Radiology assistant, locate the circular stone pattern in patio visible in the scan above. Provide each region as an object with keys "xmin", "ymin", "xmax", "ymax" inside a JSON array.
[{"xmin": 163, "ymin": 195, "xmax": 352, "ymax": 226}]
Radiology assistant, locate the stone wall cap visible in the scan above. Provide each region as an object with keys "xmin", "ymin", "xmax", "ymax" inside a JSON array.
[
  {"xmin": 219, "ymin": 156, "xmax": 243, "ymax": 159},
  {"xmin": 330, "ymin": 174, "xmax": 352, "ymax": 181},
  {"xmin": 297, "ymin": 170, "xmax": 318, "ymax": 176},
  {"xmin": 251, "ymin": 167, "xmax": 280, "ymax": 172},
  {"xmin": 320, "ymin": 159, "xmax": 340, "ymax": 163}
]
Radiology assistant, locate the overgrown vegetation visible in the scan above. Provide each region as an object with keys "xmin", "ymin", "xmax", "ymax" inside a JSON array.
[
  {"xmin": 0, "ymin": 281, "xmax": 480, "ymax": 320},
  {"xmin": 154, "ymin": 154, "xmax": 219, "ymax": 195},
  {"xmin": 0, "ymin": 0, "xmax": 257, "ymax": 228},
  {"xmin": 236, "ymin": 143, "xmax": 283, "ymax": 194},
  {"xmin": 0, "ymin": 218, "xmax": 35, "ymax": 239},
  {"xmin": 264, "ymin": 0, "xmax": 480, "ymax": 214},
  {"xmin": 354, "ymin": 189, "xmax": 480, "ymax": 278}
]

_ _ _ _ _

Output every line of the records above as a numbered list, omitting any blank lines.

1. Radiology assistant, locate the circular stone pattern in patio visible in the scan above. Provide each region as an object with keys "xmin", "ymin", "xmax", "ymax" inside a JSON array.
2. [{"xmin": 163, "ymin": 195, "xmax": 352, "ymax": 226}]
3. Radiology assistant, locate the stone wall cap visible in the scan above. Provide each region as an object with keys "xmin", "ymin", "xmax", "ymax" inside a JSON array.
4. [
5.   {"xmin": 219, "ymin": 156, "xmax": 243, "ymax": 159},
6.   {"xmin": 330, "ymin": 174, "xmax": 352, "ymax": 181},
7.   {"xmin": 297, "ymin": 170, "xmax": 318, "ymax": 176},
8.   {"xmin": 251, "ymin": 167, "xmax": 280, "ymax": 172},
9.   {"xmin": 320, "ymin": 159, "xmax": 340, "ymax": 163}
10. ]
11. Radiology assistant, locate the overgrown vegetation visible in the scan above. Provide each region as an object with keys "xmin", "ymin", "xmax", "ymax" inside a JSON array.
12. [
13.   {"xmin": 0, "ymin": 281, "xmax": 480, "ymax": 320},
14.   {"xmin": 154, "ymin": 154, "xmax": 219, "ymax": 195},
15.   {"xmin": 0, "ymin": 0, "xmax": 257, "ymax": 228},
16.   {"xmin": 236, "ymin": 143, "xmax": 283, "ymax": 194},
17.   {"xmin": 0, "ymin": 218, "xmax": 35, "ymax": 239},
18.   {"xmin": 264, "ymin": 0, "xmax": 480, "ymax": 214},
19.   {"xmin": 354, "ymin": 189, "xmax": 480, "ymax": 278}
20. ]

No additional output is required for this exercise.